Directions
Below is a listing from which only part is wanted; return exactly the lines from the one with "Query: large white pumpkin" up to and including the one with "Query: white pumpkin".
━━━━━━━━━━━━━━━━
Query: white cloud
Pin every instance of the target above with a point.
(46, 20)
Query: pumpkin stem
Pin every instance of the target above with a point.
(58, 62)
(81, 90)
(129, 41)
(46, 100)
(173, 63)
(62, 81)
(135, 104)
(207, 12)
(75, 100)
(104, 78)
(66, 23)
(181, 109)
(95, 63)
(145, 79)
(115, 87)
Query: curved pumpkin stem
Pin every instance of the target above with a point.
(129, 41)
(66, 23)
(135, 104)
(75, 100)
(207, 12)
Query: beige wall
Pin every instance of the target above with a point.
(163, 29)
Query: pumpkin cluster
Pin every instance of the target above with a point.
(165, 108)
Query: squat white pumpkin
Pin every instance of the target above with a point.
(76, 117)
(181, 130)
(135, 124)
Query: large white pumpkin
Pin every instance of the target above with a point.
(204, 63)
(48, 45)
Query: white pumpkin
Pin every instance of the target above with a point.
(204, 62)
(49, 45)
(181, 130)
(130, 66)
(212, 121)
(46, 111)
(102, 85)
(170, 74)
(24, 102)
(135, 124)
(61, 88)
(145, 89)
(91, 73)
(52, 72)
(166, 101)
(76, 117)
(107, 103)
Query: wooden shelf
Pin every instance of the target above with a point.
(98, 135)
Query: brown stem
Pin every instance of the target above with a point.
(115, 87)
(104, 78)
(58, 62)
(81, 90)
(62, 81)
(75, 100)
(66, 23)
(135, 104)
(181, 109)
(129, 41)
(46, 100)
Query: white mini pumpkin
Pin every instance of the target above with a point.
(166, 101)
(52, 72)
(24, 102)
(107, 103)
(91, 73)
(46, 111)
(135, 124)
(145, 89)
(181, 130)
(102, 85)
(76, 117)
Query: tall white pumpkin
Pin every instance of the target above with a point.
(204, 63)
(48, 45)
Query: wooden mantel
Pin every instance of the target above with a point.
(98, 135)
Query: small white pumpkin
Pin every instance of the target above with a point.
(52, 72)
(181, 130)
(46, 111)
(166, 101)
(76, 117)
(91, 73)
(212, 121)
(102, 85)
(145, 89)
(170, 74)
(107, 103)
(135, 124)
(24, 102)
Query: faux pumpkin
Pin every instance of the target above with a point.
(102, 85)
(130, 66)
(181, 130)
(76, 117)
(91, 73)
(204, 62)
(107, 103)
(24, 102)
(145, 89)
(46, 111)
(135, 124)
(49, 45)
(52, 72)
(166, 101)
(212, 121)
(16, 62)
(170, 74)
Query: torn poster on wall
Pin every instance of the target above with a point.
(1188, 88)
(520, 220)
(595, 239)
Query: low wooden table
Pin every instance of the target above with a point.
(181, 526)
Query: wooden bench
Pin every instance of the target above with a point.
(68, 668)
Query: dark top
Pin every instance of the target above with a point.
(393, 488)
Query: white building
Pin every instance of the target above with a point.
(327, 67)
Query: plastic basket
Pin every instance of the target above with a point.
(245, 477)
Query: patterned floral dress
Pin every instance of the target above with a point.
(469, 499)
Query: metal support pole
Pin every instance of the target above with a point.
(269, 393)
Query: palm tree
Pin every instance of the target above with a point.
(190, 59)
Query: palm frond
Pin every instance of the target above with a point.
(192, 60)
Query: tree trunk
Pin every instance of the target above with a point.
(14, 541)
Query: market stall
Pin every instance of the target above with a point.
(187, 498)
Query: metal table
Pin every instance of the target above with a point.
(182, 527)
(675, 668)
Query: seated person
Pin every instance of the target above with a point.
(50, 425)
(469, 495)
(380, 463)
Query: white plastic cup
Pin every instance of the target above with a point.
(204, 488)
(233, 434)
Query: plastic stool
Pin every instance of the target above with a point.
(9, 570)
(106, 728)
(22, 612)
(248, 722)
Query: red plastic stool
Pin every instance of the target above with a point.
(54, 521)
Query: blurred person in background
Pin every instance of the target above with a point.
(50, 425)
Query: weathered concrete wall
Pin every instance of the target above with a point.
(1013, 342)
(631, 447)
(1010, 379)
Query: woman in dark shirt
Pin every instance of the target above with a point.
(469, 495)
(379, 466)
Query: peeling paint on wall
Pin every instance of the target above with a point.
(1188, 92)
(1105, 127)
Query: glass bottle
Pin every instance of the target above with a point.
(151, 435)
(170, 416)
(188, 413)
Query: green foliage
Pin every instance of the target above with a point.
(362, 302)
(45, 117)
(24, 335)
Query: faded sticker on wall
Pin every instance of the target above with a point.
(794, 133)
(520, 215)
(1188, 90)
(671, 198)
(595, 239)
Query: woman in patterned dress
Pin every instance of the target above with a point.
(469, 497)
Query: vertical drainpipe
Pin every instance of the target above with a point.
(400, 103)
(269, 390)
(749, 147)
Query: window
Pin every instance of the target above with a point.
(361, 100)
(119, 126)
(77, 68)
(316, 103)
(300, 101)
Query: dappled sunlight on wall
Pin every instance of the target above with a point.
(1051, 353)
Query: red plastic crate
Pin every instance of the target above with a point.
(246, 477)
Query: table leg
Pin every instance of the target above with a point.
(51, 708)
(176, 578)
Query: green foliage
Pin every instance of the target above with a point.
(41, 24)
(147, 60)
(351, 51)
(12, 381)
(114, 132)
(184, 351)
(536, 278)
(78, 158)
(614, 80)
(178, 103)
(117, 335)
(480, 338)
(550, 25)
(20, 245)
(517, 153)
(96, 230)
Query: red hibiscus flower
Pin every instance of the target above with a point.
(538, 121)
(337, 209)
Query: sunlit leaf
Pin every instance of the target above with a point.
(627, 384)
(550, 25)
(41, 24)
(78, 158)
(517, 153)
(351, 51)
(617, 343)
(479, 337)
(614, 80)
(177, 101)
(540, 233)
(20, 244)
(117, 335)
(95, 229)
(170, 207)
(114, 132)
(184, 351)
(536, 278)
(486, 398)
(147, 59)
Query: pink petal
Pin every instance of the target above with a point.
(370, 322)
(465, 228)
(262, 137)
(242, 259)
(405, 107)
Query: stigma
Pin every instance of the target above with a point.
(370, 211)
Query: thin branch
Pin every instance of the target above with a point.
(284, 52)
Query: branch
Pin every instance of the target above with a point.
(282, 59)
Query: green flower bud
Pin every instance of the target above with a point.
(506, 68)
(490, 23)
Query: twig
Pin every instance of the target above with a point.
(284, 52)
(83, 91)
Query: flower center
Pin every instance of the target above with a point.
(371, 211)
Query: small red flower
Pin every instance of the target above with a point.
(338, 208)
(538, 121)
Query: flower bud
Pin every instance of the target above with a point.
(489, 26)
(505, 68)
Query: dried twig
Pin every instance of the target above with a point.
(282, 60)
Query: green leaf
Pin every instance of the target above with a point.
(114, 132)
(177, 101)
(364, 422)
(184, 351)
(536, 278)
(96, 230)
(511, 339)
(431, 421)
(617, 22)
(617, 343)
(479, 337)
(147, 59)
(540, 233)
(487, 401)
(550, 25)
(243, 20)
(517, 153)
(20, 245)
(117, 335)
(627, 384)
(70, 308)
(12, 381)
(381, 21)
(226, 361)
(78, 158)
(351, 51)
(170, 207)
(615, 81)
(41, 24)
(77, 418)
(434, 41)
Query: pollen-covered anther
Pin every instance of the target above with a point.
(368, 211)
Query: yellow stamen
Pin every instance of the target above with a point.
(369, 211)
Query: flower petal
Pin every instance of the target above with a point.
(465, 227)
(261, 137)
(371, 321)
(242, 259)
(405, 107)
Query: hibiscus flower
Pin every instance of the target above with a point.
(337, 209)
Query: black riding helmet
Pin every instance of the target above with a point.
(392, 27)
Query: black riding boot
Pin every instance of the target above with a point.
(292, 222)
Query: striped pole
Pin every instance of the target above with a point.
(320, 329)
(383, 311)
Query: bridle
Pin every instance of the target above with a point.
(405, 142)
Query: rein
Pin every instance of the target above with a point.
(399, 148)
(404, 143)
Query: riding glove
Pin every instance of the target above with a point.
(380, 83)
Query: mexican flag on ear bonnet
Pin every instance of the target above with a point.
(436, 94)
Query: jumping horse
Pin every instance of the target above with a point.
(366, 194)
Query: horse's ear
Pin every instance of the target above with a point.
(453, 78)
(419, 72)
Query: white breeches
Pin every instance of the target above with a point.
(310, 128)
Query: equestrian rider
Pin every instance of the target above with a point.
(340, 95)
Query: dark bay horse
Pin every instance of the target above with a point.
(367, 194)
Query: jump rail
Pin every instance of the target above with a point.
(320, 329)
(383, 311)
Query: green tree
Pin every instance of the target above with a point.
━━━━━━━━━━━━━━━━
Your solution
Query: large white pumpkin
Pin every instance of the target above with a point.
(204, 63)
(48, 45)
Query: white pumpkin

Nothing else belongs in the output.